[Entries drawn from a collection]
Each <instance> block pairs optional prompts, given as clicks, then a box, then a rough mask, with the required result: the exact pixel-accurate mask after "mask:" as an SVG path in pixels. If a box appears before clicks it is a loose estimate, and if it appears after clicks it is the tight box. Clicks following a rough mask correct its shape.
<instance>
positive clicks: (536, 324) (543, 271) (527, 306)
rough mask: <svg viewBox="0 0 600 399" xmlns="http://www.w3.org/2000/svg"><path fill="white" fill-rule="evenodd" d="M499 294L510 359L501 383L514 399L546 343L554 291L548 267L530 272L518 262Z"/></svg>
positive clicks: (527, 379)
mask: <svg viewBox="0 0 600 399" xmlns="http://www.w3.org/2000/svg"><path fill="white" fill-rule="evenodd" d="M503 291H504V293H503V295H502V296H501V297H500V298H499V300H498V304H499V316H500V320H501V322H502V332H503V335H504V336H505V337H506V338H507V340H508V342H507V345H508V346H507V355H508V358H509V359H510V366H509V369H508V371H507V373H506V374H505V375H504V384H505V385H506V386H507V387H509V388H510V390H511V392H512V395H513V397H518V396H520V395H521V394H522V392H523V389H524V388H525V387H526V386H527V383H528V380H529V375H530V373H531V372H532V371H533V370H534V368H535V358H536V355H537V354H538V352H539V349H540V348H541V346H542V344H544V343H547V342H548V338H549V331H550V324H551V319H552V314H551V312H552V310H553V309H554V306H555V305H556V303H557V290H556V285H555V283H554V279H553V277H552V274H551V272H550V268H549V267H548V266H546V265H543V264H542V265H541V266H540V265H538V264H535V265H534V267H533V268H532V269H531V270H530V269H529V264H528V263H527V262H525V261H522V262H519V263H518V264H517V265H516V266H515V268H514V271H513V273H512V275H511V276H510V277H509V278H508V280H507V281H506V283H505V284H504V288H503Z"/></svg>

# [Request]
Copy every line of the records above without changing anything.

# [Task answer]
Each <instance> block pairs optional prompts, given as clicks, then a box, then a rough mask, with the required result: the exact pixel-accurate mask after "mask:" as an SVG path in pixels. If a box appears before clicks it is a loose estimate, and if it appears after clicks it is the tight box. Clicks following a rough mask correct its shape.
<instance>
positive clicks: (536, 324) (543, 271) (527, 306)
rough mask: <svg viewBox="0 0 600 399" xmlns="http://www.w3.org/2000/svg"><path fill="white" fill-rule="evenodd" d="M499 294L510 359L501 383L514 399L546 343L554 291L548 267L530 272L518 262Z"/></svg>
positive clicks: (527, 379)
mask: <svg viewBox="0 0 600 399" xmlns="http://www.w3.org/2000/svg"><path fill="white" fill-rule="evenodd" d="M503 291H504V293H503V295H502V296H501V297H500V298H499V300H498V304H499V316H500V320H501V322H502V332H503V335H504V336H505V337H506V338H507V340H508V342H507V345H508V346H507V355H508V358H509V359H510V366H509V369H508V371H507V373H506V374H505V375H504V384H505V385H506V386H507V387H509V388H510V390H511V392H512V395H513V397H518V396H520V395H521V394H522V392H523V389H524V388H525V387H526V386H527V383H528V380H529V375H530V373H531V372H532V371H533V370H534V368H535V358H536V355H537V354H538V352H539V349H540V348H541V346H542V344H544V343H547V342H548V338H549V331H550V324H551V319H552V314H551V312H552V310H553V309H554V306H555V305H556V303H557V290H556V285H555V283H554V279H553V277H552V274H551V272H550V268H549V267H548V266H546V265H543V264H542V265H541V266H540V265H538V264H535V265H534V267H533V268H532V269H531V270H530V269H529V264H528V263H527V262H525V261H522V262H519V263H518V264H517V265H516V266H515V268H514V271H513V273H512V275H511V276H510V277H509V278H508V280H507V281H506V283H505V284H504V288H503Z"/></svg>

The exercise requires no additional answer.